#### [Dati forniti]
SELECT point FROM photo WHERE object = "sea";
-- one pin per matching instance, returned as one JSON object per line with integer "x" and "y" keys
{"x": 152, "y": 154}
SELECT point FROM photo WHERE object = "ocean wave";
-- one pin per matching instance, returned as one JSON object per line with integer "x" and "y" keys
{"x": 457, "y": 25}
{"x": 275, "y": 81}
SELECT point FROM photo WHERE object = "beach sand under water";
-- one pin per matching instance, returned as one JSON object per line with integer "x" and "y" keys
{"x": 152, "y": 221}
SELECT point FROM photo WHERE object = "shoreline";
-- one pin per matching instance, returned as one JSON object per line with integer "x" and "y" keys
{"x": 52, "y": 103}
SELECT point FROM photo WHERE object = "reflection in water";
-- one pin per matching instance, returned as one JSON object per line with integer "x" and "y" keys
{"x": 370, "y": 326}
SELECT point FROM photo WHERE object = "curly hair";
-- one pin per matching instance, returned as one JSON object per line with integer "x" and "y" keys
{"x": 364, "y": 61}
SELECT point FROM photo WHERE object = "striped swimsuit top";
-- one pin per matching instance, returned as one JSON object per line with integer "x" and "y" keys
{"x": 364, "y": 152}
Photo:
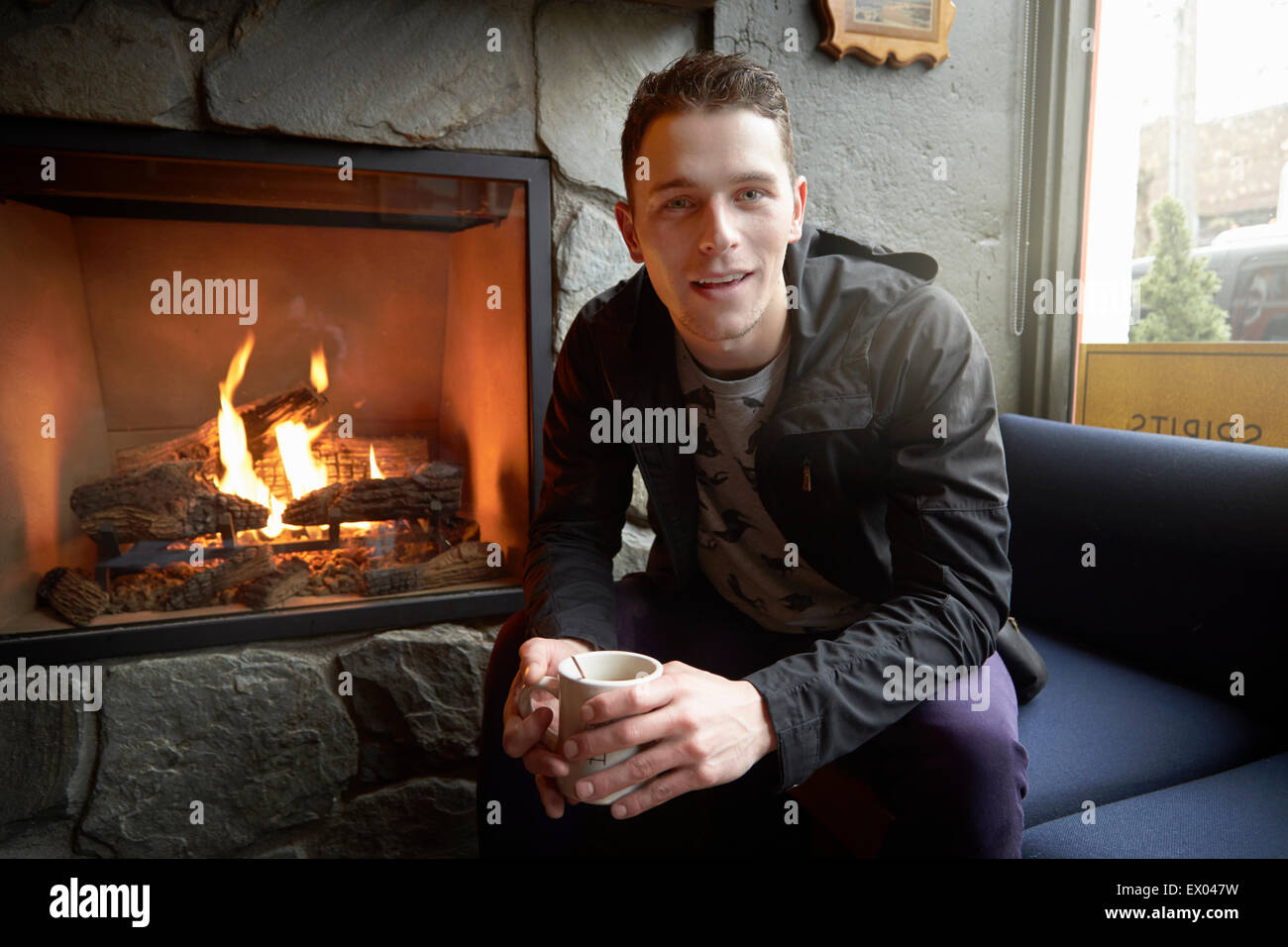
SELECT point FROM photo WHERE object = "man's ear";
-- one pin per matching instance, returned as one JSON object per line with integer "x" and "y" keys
{"x": 627, "y": 227}
{"x": 798, "y": 209}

#### [Esercizio]
Riscrivi tutte le voci sostituendo "instance" con "occurrence" e lasciando invariato il resto. Nella risposta ometti le immagini.

#### [Risultato]
SELECT point FROM photo WHERE object = "sea";
-- one pin per matching occurrence, returned as one JSON object per line with integer "x" and "y" keys
{"x": 152, "y": 154}
SELECT point FROM photo WHERE object = "ocean wave";
-- one pin per matching occurrence, returned as one JSON object per line with integer "x" and "y" keys
{"x": 457, "y": 25}
{"x": 275, "y": 81}
SELECT point FROM photo WHERE object = "beach sand under water";
-- one pin per matching occurrence, returned as one JSON object per line with integer "x" and "y" keys
{"x": 152, "y": 221}
SELECT point FROM photo WHERE object = "shoreline";
-- one pin per matching occurrence, returned as one JSON object per line with integer "x" and "y" keys
{"x": 52, "y": 103}
SELECT point FROM photo WHERE object = "reflection in water";
-- one pin per matching occurrence, returned as one JSON object per line with integer "x" and "y" keys
{"x": 370, "y": 326}
SELECT point FROM photo WHERE object = "curly hair";
-- one pin per matching occurrence, returned as one JSON object per line with integer "x" and "y" keys
{"x": 364, "y": 61}
SELECT point FROM photo WHERE object = "striped swimsuit top";
-- one pin per matching occurrence, returned as one JSON object per line with integer "x" and "y" keys
{"x": 364, "y": 152}
Photo:
SELECT point FROM photo WHERE object = "man's ear";
-- one pin per matching occurrence, returned as one JSON object per line with integer "x" and "y" keys
{"x": 627, "y": 227}
{"x": 798, "y": 209}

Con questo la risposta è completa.